> Objective
Print exactly the lines from the one containing "Mark each instance of the tree" through the last line of the listing, both included.

Named object pointing entries:
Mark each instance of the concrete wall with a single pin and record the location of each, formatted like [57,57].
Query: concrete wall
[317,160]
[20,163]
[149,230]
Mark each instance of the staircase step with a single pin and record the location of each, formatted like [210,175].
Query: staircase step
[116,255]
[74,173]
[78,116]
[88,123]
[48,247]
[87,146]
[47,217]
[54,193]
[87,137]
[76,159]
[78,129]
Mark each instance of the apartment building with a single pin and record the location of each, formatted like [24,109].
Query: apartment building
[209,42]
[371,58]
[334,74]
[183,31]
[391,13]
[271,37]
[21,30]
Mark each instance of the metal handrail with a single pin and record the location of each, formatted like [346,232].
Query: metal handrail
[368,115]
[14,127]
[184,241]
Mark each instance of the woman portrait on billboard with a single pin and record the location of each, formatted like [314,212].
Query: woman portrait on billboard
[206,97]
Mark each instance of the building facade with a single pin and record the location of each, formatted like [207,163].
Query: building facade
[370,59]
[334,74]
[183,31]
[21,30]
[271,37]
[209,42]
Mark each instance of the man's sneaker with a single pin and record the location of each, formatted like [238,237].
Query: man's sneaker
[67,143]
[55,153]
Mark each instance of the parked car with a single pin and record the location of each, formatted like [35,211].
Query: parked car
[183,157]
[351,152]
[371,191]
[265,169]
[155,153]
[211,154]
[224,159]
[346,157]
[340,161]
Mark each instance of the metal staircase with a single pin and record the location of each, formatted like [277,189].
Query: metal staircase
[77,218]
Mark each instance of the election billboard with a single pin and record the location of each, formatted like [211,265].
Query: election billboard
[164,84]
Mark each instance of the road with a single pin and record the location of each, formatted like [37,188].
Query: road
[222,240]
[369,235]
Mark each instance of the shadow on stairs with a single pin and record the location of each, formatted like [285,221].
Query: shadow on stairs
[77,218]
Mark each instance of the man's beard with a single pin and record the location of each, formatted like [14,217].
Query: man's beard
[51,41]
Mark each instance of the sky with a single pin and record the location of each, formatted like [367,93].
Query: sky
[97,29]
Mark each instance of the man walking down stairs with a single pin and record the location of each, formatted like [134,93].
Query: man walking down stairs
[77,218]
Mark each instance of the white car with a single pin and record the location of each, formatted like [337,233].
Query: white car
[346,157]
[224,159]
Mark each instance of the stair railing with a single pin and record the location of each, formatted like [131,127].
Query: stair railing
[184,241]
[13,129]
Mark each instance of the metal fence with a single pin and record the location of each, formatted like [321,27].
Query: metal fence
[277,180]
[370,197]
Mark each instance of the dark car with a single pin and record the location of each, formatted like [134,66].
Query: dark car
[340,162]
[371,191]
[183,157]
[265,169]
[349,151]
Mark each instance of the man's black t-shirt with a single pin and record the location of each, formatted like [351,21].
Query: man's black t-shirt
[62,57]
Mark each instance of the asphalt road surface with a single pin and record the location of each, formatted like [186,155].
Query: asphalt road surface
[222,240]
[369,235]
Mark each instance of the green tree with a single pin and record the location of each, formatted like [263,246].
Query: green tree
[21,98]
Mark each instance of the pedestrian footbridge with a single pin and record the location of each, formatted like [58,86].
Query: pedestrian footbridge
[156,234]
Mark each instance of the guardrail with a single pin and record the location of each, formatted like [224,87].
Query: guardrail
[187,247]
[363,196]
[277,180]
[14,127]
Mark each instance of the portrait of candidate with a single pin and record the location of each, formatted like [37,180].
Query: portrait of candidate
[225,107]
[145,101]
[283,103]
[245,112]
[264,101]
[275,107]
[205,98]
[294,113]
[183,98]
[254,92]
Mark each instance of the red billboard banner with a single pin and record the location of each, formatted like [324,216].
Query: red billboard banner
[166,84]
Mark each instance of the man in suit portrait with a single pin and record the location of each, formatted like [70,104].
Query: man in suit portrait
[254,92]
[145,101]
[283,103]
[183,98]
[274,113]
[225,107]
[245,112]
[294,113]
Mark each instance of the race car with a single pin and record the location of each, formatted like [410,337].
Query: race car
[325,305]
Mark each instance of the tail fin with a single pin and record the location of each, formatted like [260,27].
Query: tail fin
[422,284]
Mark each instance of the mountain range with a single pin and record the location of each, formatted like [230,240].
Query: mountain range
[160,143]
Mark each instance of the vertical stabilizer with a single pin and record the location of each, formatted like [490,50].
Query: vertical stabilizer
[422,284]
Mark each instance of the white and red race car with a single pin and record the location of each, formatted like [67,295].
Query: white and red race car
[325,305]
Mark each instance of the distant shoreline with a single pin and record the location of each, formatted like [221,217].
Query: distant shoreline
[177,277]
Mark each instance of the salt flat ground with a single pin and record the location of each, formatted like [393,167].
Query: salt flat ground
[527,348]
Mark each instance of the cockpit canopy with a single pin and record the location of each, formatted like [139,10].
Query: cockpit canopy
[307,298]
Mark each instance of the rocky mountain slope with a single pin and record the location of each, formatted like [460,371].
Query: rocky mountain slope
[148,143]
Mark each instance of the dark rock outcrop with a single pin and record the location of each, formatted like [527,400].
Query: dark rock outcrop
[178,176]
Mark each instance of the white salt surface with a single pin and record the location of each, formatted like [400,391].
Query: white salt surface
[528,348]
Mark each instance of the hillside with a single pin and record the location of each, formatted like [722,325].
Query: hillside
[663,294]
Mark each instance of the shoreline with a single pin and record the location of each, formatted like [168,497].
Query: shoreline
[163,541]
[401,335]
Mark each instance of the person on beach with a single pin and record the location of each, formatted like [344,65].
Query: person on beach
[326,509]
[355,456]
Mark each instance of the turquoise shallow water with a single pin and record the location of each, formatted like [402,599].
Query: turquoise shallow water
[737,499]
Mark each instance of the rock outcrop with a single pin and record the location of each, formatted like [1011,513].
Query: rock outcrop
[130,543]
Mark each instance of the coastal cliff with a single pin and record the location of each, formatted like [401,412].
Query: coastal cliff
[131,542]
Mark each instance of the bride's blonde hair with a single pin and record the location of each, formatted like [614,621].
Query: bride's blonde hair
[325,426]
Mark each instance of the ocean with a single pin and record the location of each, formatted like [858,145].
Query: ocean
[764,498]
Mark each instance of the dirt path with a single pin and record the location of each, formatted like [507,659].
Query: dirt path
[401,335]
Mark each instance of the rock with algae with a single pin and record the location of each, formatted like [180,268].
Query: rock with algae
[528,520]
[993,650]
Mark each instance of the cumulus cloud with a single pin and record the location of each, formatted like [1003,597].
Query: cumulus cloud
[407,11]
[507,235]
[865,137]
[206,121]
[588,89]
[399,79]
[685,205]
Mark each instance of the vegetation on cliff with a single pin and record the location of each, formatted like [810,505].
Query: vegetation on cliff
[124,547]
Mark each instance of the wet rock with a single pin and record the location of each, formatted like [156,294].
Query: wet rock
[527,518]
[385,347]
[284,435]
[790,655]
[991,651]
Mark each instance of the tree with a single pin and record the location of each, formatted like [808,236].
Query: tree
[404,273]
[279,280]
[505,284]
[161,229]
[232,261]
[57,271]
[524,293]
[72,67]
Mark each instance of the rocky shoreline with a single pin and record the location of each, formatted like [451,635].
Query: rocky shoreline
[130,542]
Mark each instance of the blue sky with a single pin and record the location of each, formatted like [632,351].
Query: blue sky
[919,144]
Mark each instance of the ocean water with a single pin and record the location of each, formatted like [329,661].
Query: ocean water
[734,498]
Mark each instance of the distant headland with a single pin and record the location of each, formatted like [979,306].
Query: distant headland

> Solution to this task
Mark each instance of the tree with a single pin and record the location of each, formatted like [808,236].
Query: tree
[404,273]
[279,280]
[505,284]
[161,229]
[232,261]
[57,271]
[524,293]
[72,67]
Mark each instance of the rocky shoreline with a single pin and record the location of each, formatted like [451,635].
Query: rocky shoreline
[130,542]
Mark each instance of the blue sky with a single pin and record the location of each, formatted like [632,351].
Query: blue sky
[919,144]
Mark each instance of the ocean water with a single pin and record the location of each, formatted like [329,661].
Query: ocean water
[734,498]
Mark each instance of the distant headland with a single pin and record the location of each, formatted like [979,306].
Query: distant headland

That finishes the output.